§ Quoted text:
##############################

Sunday, August 14, 2011

MARITIME SECURITY IN EAST ASIA: IMPACT OF RISING AND DECLINING POWERS

Keynote Address at the International Graduate Students Conference on "Asian Security"
Asian Center, University of the Philippines
13 August 2011

Introduction: Asian Security 30 years ago

The Asian Center is my alma mater and even now, my mother unit, where I continue to teach and which serves as my base for the research that I do. It was in Romulo Hall where I first developed a deep fascination with Asia, and a keen interest in the study of northeast Asia, and then eventually of China and things Chinese. That was over thirty years ago. I recall that as a young graduate student starting my Master of Arts in Asian Studies program in 1980, Japan was the most prosperous country in the region and it enjoyed much economic and cultural influence in the Philippines. It still does. Japan was a leader exercising soft power, back in the days when the concept of soft power had not yet been invented. China was then barely out of the Great Proletarian Cultural Revolution; it was in the earliest stages of economic reform and opening up, with much of the country and its people still described as 'poor and backward'. Korea was the strange and unfamiliar Hermit Kingdom, with minimal links to the Philippines and Southeast Asia.

Southeast Asia itself was a region greatly preoccupied with conflict, with Vietnam occupying Cambodia and other kinds of social and political problems taking place within the various states. ASEAN referred to five rather than ten countries, and was functioning still as an institution intended to prevent its own members from engaging each other in armed confrontation. India was oblivious to the world beyond South Asia and beyond China, and the world was oblivious to India back then. The conflicts in the Middle East raged, with Israel invading Lebanon in 1982, and the Philippines paid attention because of the implications on conflict in Mindanao, but did not have to worry then about the repatriation of hundreds of thousands of OFWs, who had yet to discover the jobs that lay waiting there.

Thirty years ago, the study of Asian regional security -- the theme of our conference today and tomorrow -- meant analyzing the bipolar conflict between the opposing ideological camps led by the United States and the then Soviet Union. Cold War power politics had thickly enveloped the region, and many regional conflicts were perceived as proxy wars between the two rival blocs, with a sub-drama of Sino-Soviet competition. The study of security then involved counting tanks, missiles, and nuclear warheads to see which side had more of this, which side had a longer range of that, which side enjoyed more destructive power and therefore more capacity to deter a first strike by the other.

But of course, there were also other discourses on security. Countries who chose not to take sides in the Cold War joined the Non-aligned Movement. ASEAN under Malaysia's initiative had declared our neighborhood a Zone of Peace, Freedom and Neutrality, an aspirational statement given the realities of the time. Indonesia had proposed that the region be recognized as a nuclear weapons-free zone. ASEAN countries decided to focus on what they called national resilience rather than on building up defenses against armed threats, emphasizing the deep connections between peace, development and security. Like Japan, ASEAN's conception of security was one that focused not on external military threats but on a host of non-military challenges to peace, development and nation-building.

Changing Discourses of security

With the end of the Cold War, later scholars began to assign new conceptual categories to some of these alternative understandings of security - and we began to refer to more inclusive and comprehensive definitions of security, such as "non-traditional security challenges" as against traditional military threats, and "human security" as distinct from state security.

##############################

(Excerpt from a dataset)
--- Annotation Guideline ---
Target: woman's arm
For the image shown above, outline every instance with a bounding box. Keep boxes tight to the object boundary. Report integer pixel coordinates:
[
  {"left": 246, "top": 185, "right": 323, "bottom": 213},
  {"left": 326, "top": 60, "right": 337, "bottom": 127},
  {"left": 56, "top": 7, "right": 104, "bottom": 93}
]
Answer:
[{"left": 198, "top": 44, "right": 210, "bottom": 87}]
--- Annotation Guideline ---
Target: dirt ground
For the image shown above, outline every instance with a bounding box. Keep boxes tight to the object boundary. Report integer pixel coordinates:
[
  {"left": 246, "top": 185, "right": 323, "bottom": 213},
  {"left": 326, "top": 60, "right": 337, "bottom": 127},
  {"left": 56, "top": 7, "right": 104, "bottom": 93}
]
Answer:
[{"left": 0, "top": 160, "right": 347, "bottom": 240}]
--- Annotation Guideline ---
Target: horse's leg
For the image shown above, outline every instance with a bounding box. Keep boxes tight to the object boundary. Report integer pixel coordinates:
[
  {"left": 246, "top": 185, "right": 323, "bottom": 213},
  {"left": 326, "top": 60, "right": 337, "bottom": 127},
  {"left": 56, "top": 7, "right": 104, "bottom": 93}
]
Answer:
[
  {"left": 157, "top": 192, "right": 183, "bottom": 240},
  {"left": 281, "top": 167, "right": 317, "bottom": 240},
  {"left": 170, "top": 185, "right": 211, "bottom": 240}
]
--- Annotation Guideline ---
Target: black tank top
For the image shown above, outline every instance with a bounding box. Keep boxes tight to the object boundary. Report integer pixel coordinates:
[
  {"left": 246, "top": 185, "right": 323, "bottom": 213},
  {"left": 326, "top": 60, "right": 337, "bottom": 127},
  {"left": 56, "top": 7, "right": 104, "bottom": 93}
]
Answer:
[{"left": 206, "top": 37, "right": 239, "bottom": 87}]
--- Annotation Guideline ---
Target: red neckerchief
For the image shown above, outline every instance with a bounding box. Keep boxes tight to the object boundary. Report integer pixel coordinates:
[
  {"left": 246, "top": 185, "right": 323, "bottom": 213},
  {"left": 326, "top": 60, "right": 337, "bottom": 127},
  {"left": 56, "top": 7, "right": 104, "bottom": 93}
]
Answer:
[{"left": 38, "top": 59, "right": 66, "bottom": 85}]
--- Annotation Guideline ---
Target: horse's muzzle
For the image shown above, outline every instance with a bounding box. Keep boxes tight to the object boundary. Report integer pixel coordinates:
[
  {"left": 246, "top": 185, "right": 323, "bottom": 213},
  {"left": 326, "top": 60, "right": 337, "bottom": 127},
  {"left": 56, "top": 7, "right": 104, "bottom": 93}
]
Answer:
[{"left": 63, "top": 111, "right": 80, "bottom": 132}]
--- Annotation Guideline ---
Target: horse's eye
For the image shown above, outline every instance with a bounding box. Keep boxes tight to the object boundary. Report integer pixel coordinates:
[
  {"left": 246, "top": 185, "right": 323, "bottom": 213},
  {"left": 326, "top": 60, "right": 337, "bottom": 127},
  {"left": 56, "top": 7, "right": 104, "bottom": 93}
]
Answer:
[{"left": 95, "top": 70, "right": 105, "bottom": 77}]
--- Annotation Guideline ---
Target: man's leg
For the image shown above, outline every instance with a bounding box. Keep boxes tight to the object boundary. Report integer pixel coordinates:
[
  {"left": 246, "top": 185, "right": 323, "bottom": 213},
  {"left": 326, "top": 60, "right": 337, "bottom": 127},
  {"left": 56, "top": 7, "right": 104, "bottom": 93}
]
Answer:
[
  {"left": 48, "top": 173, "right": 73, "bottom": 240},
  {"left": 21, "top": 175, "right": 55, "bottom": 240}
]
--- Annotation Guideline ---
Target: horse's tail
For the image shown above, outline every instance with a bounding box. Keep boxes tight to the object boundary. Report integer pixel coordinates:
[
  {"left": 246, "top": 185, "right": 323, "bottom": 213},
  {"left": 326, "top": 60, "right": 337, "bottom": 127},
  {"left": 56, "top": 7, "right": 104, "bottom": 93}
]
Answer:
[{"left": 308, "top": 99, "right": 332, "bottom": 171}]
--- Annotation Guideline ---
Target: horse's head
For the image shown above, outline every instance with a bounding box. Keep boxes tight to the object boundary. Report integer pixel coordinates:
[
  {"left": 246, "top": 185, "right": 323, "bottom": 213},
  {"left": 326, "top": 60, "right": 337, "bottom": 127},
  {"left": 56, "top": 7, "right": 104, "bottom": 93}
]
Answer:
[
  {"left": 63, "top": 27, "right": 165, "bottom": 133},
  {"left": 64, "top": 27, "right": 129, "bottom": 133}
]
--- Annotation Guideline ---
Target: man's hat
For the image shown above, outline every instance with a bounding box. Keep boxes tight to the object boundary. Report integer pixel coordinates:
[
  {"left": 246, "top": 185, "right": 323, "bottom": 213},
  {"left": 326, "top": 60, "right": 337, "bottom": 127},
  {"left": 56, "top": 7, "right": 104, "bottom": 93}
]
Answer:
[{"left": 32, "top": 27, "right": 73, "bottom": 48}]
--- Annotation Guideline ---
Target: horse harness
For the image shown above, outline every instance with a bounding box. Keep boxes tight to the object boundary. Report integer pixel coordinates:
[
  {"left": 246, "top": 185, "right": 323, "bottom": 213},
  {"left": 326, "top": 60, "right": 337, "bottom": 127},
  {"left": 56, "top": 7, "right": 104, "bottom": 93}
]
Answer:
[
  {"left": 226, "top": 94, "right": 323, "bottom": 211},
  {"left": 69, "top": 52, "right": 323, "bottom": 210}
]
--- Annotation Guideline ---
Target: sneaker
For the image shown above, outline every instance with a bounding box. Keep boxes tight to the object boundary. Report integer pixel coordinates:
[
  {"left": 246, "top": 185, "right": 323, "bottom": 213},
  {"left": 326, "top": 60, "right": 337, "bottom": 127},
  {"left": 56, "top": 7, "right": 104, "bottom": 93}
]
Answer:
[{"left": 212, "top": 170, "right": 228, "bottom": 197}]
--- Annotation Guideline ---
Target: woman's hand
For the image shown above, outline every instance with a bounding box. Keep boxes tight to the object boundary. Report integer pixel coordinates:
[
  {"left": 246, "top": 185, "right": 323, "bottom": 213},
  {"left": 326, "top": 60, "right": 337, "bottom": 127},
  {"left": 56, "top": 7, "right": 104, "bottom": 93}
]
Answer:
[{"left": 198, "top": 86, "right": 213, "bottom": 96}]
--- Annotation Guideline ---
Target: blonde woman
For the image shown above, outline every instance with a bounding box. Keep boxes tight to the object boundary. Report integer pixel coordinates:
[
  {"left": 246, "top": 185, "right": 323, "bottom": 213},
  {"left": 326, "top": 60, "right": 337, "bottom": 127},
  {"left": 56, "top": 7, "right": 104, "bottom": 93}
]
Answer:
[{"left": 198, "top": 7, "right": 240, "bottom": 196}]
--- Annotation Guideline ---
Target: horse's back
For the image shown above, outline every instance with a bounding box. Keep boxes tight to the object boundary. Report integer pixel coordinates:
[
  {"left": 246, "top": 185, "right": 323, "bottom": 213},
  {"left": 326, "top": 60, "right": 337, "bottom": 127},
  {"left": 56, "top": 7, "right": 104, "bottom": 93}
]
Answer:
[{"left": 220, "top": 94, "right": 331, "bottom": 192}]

##############################

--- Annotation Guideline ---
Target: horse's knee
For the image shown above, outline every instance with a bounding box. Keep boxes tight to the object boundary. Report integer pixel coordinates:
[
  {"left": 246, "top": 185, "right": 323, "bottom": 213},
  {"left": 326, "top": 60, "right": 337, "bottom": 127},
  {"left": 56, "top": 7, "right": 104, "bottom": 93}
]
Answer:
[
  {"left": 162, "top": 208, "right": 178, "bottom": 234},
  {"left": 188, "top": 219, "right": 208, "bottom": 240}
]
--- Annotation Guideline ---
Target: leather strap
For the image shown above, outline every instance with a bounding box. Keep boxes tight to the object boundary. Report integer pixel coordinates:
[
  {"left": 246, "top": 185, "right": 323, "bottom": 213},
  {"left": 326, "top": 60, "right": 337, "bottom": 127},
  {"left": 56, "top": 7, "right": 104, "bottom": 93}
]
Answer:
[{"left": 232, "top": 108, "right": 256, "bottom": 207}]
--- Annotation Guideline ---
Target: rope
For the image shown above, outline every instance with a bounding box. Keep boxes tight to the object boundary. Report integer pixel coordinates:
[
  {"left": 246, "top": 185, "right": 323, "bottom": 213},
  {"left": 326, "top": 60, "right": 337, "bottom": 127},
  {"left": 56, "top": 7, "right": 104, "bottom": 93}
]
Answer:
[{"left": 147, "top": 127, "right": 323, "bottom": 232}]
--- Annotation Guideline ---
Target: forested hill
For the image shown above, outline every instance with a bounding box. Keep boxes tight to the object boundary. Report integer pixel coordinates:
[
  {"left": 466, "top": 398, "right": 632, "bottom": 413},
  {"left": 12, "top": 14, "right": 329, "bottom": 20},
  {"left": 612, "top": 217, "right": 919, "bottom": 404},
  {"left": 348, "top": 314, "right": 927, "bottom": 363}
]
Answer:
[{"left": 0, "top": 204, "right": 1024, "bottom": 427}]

##############################

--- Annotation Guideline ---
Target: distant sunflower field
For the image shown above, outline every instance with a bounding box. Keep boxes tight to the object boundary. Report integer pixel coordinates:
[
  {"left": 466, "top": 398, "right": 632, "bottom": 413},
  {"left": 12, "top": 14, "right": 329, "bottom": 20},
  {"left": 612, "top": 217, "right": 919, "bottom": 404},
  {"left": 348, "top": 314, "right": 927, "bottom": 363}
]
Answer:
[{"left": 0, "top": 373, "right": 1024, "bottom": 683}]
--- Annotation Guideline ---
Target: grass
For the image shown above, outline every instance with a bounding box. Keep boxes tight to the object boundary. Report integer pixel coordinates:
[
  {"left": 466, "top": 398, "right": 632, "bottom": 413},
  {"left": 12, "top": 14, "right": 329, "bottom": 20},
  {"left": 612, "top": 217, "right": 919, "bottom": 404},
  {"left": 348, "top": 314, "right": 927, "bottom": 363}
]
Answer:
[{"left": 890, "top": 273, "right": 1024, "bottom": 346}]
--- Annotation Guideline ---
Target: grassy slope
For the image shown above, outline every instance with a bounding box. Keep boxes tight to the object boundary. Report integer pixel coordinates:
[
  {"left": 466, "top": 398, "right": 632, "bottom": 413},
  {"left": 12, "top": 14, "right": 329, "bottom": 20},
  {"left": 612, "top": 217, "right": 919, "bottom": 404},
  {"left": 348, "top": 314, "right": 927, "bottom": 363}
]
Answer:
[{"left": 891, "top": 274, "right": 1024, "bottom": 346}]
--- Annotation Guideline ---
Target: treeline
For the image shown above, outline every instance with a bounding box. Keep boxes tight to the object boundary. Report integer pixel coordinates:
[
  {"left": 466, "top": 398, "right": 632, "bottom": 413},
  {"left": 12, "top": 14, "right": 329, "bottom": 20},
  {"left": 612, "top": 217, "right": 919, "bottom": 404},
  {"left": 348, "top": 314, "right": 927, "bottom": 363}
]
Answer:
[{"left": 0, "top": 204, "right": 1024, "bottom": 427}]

##############################

§ Tasks and exercises:
1. Decide whether each statement below agrees with the keynote address, answering yes or no and quoting the words of the address that settle it.
(a) The speaker started the Master of Arts in Asian Studies program in 1980.
(b) ASEAN at that time was made up of ten countries.
(c) Indonesia proposed that the region be recognized as a nuclear weapons-free zone.
2. Answer these questions from the keynote address:
(a) At what institution was the address given?
(b) Which country invaded Lebanon in 1982?
(c) On whose initiative did ASEAN declare the neighborhood a Zone of Peace, Freedom and Neutrality?

§ Responses to the exercise:
1.
(a) Yes: "starting my Master of Arts in Asian Studies program in 1980"
(b) No: "ASEAN referred to five rather than ten countries"
(c) Yes: "Indonesia had proposed that the region be recognized as a nuclear weapons-free zone"

2.
(a) The Asian Center, University of the Philippines
(b) Israel
(c) Malaysia's